Start Supplied passage
City Council Votes to Explore Lowering Business License Tax Rates

(Screenshot captured by Edward Booth / The CC Pulse)

By Edward Booth

The Richmond City Council directed staff Tuesday to explore potential reductions to the city’s soon-to-be revised business license tax, which was shifted by voters to a gross receipts model in November.

Richmond voters passed Measure U in November overwhelmingly, with about 72.5% approving of the change. The measure, though it hasn’t come into effect yet, switches how business license taxes are calculated to be based on gross receipts — the total amount of income received by a business with no reductions — instead of the number of employees. As written, the measure establishes a ceiling, but no floor, for the business license tax rates. The City Council can vote to reduce the tax rates, but it can’t increase them beyond the rates established by the measure without the support of voters. The council can, however, increase the tax rates without voter support if it previously voted to decrease them, but those increases can’t surpass the rates put in place by Measure U.

The tax applies higher rates, separated into tiers, to businesses as they earn more. The rate of each tier only applies to earnings that fall within that tier, and doesn’t apply retroactively to earnings that fell into prior tiers. For example, a business in the “retail sales” category would pay a 0.12% rate for gross receipts under $1 million, and would pay a 0.16% rate for additional receipts earned in the $1 million to $2.5 million tier. But the original $1 million would stay taxed at 0.12%. Their final tax would be calculated by applying the separate rates to their earnings in each tier and adding up all the numbers.
End Supplied passage
Start Material
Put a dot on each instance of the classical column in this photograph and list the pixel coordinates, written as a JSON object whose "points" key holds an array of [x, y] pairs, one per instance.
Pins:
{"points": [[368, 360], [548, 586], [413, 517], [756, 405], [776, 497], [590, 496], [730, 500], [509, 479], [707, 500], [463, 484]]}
End Material
Repeat word for word the part of the article on Richmond's business license tax that begins with "(Screenshot captured by" and ends after "model in November.".

● **Problem solution**
(Screenshot captured by Edward Booth / The CC Pulse)

By Edward Booth

The Richmond City Council directed staff Tuesday to explore potential reductions to the city’s soon-to-be revised business license tax, which was shifted by voters to a gross receipts model in November.